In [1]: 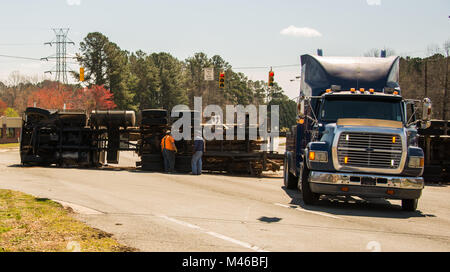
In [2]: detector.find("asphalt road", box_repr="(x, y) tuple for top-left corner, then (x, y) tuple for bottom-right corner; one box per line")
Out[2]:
(0, 149), (450, 251)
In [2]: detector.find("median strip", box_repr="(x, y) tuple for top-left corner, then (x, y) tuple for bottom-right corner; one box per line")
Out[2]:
(0, 190), (135, 252)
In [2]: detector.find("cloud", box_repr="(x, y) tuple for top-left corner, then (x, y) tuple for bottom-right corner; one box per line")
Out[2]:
(366, 0), (381, 6)
(280, 25), (322, 38)
(66, 0), (81, 6)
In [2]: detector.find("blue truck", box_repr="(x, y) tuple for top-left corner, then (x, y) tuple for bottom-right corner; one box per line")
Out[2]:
(284, 55), (431, 211)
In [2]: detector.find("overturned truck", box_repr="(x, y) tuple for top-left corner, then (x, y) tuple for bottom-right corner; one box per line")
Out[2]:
(20, 108), (283, 176)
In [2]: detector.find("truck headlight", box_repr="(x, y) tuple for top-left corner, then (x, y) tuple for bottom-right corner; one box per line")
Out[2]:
(309, 151), (328, 162)
(408, 157), (425, 168)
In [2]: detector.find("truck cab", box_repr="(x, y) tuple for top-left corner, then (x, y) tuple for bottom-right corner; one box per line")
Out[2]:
(284, 55), (431, 211)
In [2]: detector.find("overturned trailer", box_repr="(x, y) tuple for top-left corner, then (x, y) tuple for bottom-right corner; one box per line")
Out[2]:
(20, 108), (140, 167)
(20, 108), (283, 176)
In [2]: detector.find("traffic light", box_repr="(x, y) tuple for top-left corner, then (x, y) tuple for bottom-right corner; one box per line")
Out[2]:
(219, 72), (225, 89)
(80, 67), (84, 82)
(269, 70), (275, 87)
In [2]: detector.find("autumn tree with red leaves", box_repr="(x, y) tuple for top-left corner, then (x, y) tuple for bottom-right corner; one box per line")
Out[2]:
(0, 99), (8, 115)
(73, 85), (117, 112)
(27, 87), (74, 109)
(27, 85), (117, 112)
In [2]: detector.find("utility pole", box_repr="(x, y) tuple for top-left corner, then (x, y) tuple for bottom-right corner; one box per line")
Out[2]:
(44, 28), (75, 84)
(442, 55), (450, 120)
(424, 59), (428, 97)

Exercise task => Put every line of the entries above into a Markdown table with a Row column for the row number and a Line column for the line's text, and skip any blank lines. Leave the pictures out of the table.

The result =>
| Row | Line |
|---|---|
| 1 | In [1]:  |
| 2 | In [2]: detector.find("asphalt road", box_repr="(x, y) tuple for top-left corner, then (x, y) tuple for bottom-right corner; one box per line") |
| 3 | Out[2]: |
| 4 | (0, 149), (450, 251) |
| 5 | In [2]: detector.find("median strip", box_repr="(x, y) tuple for top-left corner, then (x, y) tuple for bottom-right corner; one box per line") |
| 6 | Out[2]: |
| 7 | (0, 190), (135, 252) |
| 8 | In [2]: detector.find("cloud", box_repr="(x, y) tuple for top-left corner, then (x, y) tuple for bottom-right corner; one box per line") |
| 9 | Out[2]: |
| 10 | (366, 0), (381, 6) |
| 11 | (280, 25), (322, 38) |
| 12 | (66, 0), (81, 6) |
| 13 | In [2]: detector.find("blue truck", box_repr="(x, y) tuple for top-left corner, then (x, y) tuple for bottom-right corner; one box per line") |
| 14 | Out[2]: |
| 15 | (284, 55), (431, 211) |
| 16 | In [2]: detector.find("overturned truck", box_repr="(x, y) tuple for top-left corner, then (x, y) tuple for bottom-right corner; one box per line") |
| 17 | Out[2]: |
| 18 | (20, 108), (283, 176) |
| 19 | In [2]: detector.find("truck headlight", box_repr="(x, y) tuple for top-left corner, then (x, y) tuple for bottom-right corner; one box per line") |
| 20 | Out[2]: |
| 21 | (309, 151), (328, 162) |
| 22 | (408, 157), (425, 168) |
| 23 | In [2]: detector.find("truck cab", box_repr="(x, y) tuple for top-left corner, then (x, y) tuple for bottom-right corner; one box per line") |
| 24 | Out[2]: |
| 25 | (284, 55), (431, 211) |
| 26 | In [2]: detector.find("overturned trailer", box_repr="(x, y) tuple for top-left corner, then (x, y) tuple for bottom-right corner; one box per line") |
| 27 | Out[2]: |
| 28 | (20, 108), (140, 167) |
| 29 | (20, 108), (283, 176) |
| 30 | In [2]: detector.find("traffic light", box_repr="(x, y) tuple for top-left corner, then (x, y) tuple for bottom-right corner; one box per line") |
| 31 | Out[2]: |
| 32 | (219, 72), (225, 89) |
| 33 | (80, 67), (84, 82) |
| 34 | (269, 70), (275, 87) |
| 35 | In [2]: detector.find("autumn tree with red leaves", box_repr="(x, y) tuple for top-left corner, then (x, y) tuple for bottom-right corner; one box per line") |
| 36 | Out[2]: |
| 37 | (0, 99), (8, 115) |
| 38 | (73, 85), (117, 112) |
| 39 | (27, 87), (74, 109) |
| 40 | (27, 85), (117, 112) |
| 41 | In [2]: detector.find("utility pole", box_repr="(x, y) tuple for top-left corner, then (x, y) tuple for bottom-right corner; one box per line") |
| 42 | Out[2]: |
| 43 | (44, 28), (75, 84) |
| 44 | (442, 55), (450, 120) |
| 45 | (424, 59), (428, 97) |